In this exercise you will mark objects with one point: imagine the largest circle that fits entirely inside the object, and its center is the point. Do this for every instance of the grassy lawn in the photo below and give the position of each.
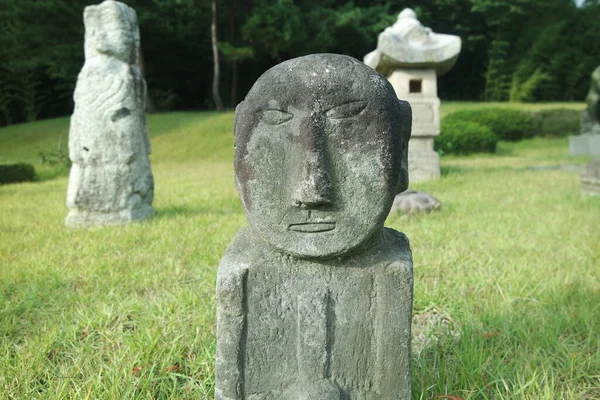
(128, 312)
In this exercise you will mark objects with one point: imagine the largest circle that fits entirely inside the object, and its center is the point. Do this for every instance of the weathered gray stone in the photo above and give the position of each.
(411, 201)
(588, 142)
(314, 297)
(412, 56)
(590, 179)
(407, 44)
(111, 180)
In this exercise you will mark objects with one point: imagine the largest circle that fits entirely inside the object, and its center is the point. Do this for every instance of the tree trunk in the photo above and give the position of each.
(234, 69)
(213, 34)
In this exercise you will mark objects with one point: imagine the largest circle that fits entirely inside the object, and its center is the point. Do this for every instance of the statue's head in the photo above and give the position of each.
(321, 147)
(111, 29)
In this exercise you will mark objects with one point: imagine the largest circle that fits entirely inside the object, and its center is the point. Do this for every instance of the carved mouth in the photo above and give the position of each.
(312, 227)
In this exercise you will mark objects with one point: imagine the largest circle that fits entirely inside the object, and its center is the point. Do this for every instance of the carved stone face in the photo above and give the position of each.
(320, 153)
(109, 30)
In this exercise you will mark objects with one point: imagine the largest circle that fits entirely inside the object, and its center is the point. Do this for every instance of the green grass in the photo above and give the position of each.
(129, 312)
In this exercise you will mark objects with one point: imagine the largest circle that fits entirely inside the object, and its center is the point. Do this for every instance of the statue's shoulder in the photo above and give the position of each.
(397, 250)
(239, 254)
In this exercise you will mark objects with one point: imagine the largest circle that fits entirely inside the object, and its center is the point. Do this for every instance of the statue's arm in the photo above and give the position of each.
(231, 325)
(394, 294)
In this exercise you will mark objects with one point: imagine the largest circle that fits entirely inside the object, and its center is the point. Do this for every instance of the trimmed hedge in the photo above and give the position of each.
(464, 137)
(11, 173)
(557, 122)
(506, 123)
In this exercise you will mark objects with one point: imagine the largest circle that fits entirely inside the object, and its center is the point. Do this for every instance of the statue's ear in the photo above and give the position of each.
(405, 132)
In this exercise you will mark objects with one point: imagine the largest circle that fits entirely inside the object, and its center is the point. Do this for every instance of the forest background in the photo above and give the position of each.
(517, 50)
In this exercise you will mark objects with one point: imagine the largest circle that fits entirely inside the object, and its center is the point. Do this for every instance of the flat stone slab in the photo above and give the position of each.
(411, 201)
(590, 179)
(587, 144)
(558, 167)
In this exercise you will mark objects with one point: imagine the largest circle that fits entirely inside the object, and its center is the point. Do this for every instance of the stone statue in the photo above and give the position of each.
(314, 297)
(591, 115)
(111, 180)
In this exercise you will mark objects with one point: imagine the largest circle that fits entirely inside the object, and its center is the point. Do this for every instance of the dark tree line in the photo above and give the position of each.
(519, 50)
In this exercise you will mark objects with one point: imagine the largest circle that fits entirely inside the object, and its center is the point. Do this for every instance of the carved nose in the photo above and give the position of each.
(315, 188)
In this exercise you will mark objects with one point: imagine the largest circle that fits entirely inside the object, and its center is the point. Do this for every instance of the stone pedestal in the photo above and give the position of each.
(419, 88)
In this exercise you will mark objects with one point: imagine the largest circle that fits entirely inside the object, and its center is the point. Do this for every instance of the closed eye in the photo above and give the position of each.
(276, 117)
(346, 110)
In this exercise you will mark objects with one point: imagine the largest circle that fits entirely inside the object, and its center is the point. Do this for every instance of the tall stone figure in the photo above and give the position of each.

-------------------------

## Exercise
Return an exact transcription of the material, with its pictures left out.

## Result of the task
In this exercise you will mark objects with one point: imagine the largest circle that fits entirely inside the object, and its center is the point. Do this for every instance of the grassy lawn in the photo below and give the position of each.
(128, 312)
In this exercise you will mark objects with one point: imagine the largest circle that fits entirely inside the object, and its center is the point. Do this for every instance of the weathered gray stone in the photo above and give the position of each.
(411, 201)
(588, 142)
(314, 297)
(412, 56)
(590, 179)
(407, 44)
(111, 180)
In this exercise you will mark objects with one point: imagine the largest circle that fits entirely inside the object, and its center is the point. Do this for every instance of the tree trunk in the photo above and give the position of each.
(234, 69)
(213, 34)
In this exercise you will mark objects with one point: imagine the largest circle that fits entirely inside the object, and its center is the point. Do this for every instance of the statue's head in the photo above and give the position of each.
(321, 147)
(111, 29)
In this exercise you will mark objects with one point: imagine the largest circle that fits entirely inside the object, and its center is the point. Do this for every instance of the carved mouth in the photo above and give the position of each.
(312, 227)
In this exercise you will mark objects with one point: imagine the largest circle that fits entirely inside the object, and its center is the point. Do this for every instance of the carved stone face in the photo above and give the position of each.
(320, 153)
(109, 30)
In this exercise you will mark objects with one point: imagine the largest circle that fits entirely inside the object, and its center is the point. Do this for every instance of the green grass in the photo above and give the position of each.
(129, 312)
In this exercise you will mark objects with one point: imagine the largest circle that fits entirely inside the object, and its center is the point. Do this for every instance of the statue's shoulder in the photo above and give the position of each.
(397, 250)
(239, 254)
In this exercise you will mark objects with one point: imagine the largest circle that fits entirely inside the object, and its center is the point. Do this for every instance of the statue's arm in the photo above and give the position of each.
(231, 325)
(394, 294)
In this exercise you will mark objects with one point: imagine the largest circle that fits entirely inside the object, and its center is the point. Do this for every instance of the trimmed hedge in the photo above and give the position of each.
(464, 137)
(11, 173)
(557, 122)
(506, 123)
In this exercise you will mark objects with one point: imagine the largest circle that fits entirely inside the object, and its center is the point. Do this for every instance of the statue's ear in the photo above and give the position of each.
(405, 132)
In this exercise you will mark objects with one point: imagine the largest circle that fits entirely inside the object, and its center is the point. Do this for every instance of the forest background in the photo above and give the position of each.
(517, 50)
In this exercise you will mark objects with one point: imagine the largest circle that fits entirely inside the object, and its center is the point. Do this for every instance of the flat stone slab in the photo above and give the position of each.
(411, 201)
(590, 179)
(587, 144)
(558, 167)
In this exercise you will mark objects with one point: imagine the largest circle that fits entirely inside the object, and its center is the point. Do this for every instance of the stone statue in the photo above and give the position of each.
(314, 297)
(591, 115)
(111, 180)
In this exercise you will mark objects with one point: imagine the largest circle that fits entirely inside the object, and its center is the point. Do this for every instance of the dark tree line in the photo above and give the position of each.
(519, 50)
In this exercise you will mark objects with one point: imagine the largest circle that fits entirely inside the object, and its center is the point. Do this for every instance of the carved nose in the photo above and give the position of each.
(315, 188)
In this exercise you will mark objects with one point: imagine the largest circle that fits entirely inside the object, and its center is the point. Do this for every instance of the stone pedestal in the photo above and give the position of each.
(419, 88)
In this exercise you will mark objects with one point: imagine the largest circle that fits entirely inside the object, and its center is the point. Do this for every instance of the closed eye in the photo above and give the position of each.
(276, 117)
(346, 110)
In this exercise you will mark objects with one point: imagine the largest circle that fits entirely inside the object, and its center is the point. Do this for every instance of the tall stone figure in the photo above and give the position of each.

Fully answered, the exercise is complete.